— Start RECORDS FOR THE TASK —

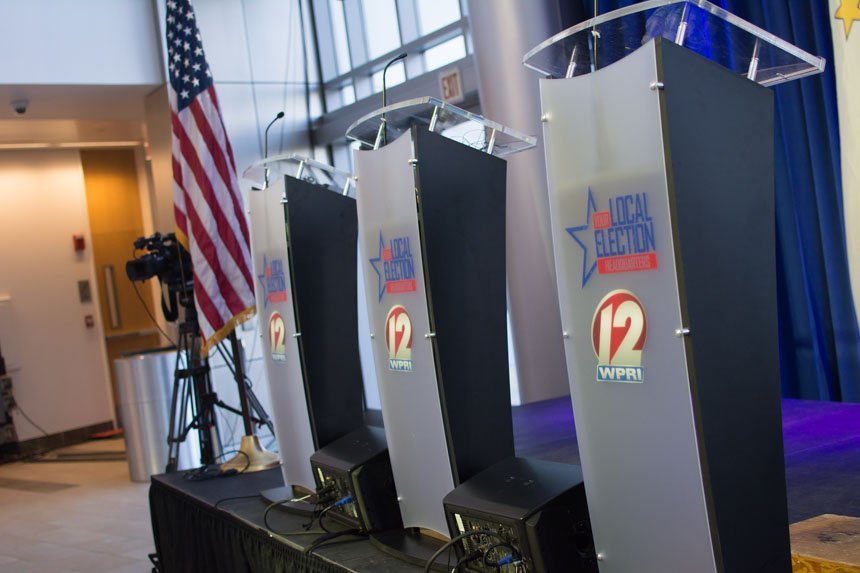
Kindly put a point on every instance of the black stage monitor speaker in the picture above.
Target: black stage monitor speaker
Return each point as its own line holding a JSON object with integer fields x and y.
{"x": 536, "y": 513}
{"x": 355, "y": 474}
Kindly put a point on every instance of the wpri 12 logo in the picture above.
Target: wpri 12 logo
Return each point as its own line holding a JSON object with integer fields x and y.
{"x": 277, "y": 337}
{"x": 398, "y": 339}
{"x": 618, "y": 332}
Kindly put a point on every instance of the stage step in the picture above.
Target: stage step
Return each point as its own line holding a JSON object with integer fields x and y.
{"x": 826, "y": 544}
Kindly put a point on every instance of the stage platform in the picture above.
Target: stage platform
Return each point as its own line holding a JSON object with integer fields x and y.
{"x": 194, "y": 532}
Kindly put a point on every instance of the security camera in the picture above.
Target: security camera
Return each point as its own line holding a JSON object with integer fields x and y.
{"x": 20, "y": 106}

— End RECORDS FOR THE TASK —
— Start RECORDS FOR THE TASK —

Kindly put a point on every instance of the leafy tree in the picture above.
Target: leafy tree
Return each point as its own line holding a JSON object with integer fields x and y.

— End RECORDS FOR THE TASK —

How many lines in the items above contain the word "Kindly"? Reply with the number alone.

SOLUTION FOR THIS EXERCISE » 6